**Work instructions:** Skip every picture and copy only the lines from the one containing "Phrase: branch" to the final line of the records below.

**Source records:**
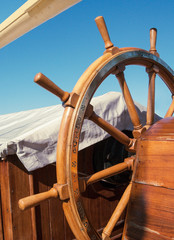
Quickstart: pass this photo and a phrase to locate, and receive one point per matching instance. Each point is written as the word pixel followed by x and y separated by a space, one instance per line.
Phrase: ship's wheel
pixel 78 107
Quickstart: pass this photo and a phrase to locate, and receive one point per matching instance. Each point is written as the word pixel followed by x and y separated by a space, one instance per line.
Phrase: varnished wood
pixel 5 200
pixel 33 213
pixel 36 199
pixel 150 211
pixel 114 132
pixel 128 98
pixel 117 213
pixel 151 96
pixel 103 31
pixel 108 172
pixel 46 83
pixel 170 111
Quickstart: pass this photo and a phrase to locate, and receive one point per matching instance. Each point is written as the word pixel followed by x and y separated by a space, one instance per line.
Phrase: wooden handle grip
pixel 34 200
pixel 46 83
pixel 153 36
pixel 103 31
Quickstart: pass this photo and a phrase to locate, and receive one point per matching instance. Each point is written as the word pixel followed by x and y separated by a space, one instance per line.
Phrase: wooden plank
pixel 19 187
pixel 154 163
pixel 1 226
pixel 150 213
pixel 6 200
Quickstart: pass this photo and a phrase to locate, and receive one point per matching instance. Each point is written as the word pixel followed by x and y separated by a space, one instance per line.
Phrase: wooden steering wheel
pixel 78 107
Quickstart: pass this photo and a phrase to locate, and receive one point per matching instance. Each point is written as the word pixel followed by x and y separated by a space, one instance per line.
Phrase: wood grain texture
pixel 151 208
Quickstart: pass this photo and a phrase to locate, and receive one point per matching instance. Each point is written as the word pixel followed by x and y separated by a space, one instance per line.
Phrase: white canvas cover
pixel 32 135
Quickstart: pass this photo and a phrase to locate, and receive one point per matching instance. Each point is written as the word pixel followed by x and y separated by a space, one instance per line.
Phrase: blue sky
pixel 63 47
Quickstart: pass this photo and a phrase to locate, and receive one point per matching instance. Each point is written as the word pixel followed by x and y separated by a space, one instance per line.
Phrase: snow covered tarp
pixel 32 135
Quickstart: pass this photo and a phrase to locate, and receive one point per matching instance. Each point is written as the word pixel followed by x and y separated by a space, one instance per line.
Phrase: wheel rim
pixel 87 88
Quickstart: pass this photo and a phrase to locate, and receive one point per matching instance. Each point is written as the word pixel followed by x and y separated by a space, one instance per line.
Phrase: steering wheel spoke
pixel 119 73
pixel 78 106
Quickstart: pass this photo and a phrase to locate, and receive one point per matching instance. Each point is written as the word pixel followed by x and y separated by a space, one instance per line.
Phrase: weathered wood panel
pixel 47 221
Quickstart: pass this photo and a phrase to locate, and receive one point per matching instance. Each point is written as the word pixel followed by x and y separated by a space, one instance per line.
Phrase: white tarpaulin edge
pixel 32 135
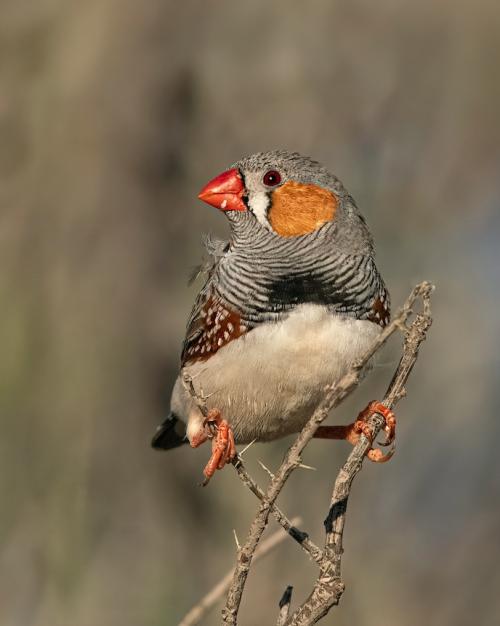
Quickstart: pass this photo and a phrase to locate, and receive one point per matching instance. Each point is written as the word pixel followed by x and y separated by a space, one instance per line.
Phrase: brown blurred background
pixel 113 113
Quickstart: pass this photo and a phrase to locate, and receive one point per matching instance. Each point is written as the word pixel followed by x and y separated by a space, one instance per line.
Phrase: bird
pixel 288 304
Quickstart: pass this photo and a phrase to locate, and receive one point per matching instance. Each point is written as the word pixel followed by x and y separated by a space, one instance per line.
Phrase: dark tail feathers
pixel 170 434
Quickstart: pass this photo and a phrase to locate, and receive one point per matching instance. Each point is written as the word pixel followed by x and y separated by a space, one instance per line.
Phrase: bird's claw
pixel 223 447
pixel 361 426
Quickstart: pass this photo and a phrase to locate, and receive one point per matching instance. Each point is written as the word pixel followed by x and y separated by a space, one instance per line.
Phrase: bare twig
pixel 333 396
pixel 214 595
pixel 299 536
pixel 329 587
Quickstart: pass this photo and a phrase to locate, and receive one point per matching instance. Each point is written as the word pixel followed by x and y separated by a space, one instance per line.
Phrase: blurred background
pixel 113 114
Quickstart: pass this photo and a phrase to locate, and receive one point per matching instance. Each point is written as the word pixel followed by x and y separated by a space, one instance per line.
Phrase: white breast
pixel 268 382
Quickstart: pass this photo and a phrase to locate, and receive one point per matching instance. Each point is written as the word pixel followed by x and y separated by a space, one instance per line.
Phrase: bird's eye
pixel 272 178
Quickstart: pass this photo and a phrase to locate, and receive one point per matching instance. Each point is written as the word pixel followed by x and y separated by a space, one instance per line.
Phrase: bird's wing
pixel 212 325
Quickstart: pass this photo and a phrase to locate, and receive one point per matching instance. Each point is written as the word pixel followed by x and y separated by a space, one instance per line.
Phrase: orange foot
pixel 223 448
pixel 352 432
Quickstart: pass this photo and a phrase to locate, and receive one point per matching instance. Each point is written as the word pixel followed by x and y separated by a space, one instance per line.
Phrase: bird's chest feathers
pixel 278 371
pixel 297 209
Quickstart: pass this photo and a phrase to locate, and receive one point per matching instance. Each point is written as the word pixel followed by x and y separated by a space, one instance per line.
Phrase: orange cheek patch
pixel 298 209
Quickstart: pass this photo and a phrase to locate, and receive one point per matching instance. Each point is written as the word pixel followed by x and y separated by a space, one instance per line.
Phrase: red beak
pixel 225 192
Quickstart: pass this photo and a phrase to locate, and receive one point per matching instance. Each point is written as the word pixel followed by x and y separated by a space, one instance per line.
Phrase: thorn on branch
pixel 284 605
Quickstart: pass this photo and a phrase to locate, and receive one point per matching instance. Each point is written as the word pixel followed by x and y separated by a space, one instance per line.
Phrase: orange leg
pixel 223 448
pixel 352 432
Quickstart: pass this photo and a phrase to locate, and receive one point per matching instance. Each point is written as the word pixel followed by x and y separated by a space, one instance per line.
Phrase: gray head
pixel 289 195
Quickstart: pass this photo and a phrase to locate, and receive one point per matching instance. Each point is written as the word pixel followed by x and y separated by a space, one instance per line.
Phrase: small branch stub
pixel 328 588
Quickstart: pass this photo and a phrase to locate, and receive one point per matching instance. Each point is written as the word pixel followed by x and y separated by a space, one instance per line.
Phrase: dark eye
pixel 272 178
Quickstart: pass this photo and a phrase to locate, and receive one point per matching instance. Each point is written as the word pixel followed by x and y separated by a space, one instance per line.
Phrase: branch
pixel 284 606
pixel 211 598
pixel 333 396
pixel 329 587
pixel 299 536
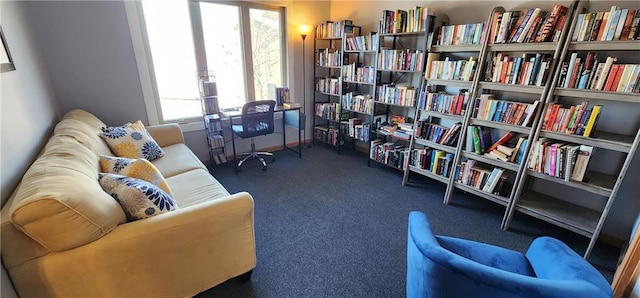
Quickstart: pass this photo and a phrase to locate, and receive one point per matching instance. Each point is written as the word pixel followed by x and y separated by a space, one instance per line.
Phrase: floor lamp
pixel 304 31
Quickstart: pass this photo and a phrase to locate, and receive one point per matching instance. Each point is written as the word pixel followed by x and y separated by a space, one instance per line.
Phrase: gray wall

**Task solution:**
Phrase: branch
pixel 284 606
pixel 211 598
pixel 333 396
pixel 329 587
pixel 299 536
Quickstart: pass this photo and a phrase to locate, and receive one point per matching instance. Each point is written as the word pixel followed by x and y separated by a space, one instance per line.
Phrase: floor lamp
pixel 304 31
Quickstart: pass this photo and a phrase to locate, and receive one point per matching instance. Each point is written as the word pixel followed by x and y separated by a space, one instance per line.
Phrase: gray wall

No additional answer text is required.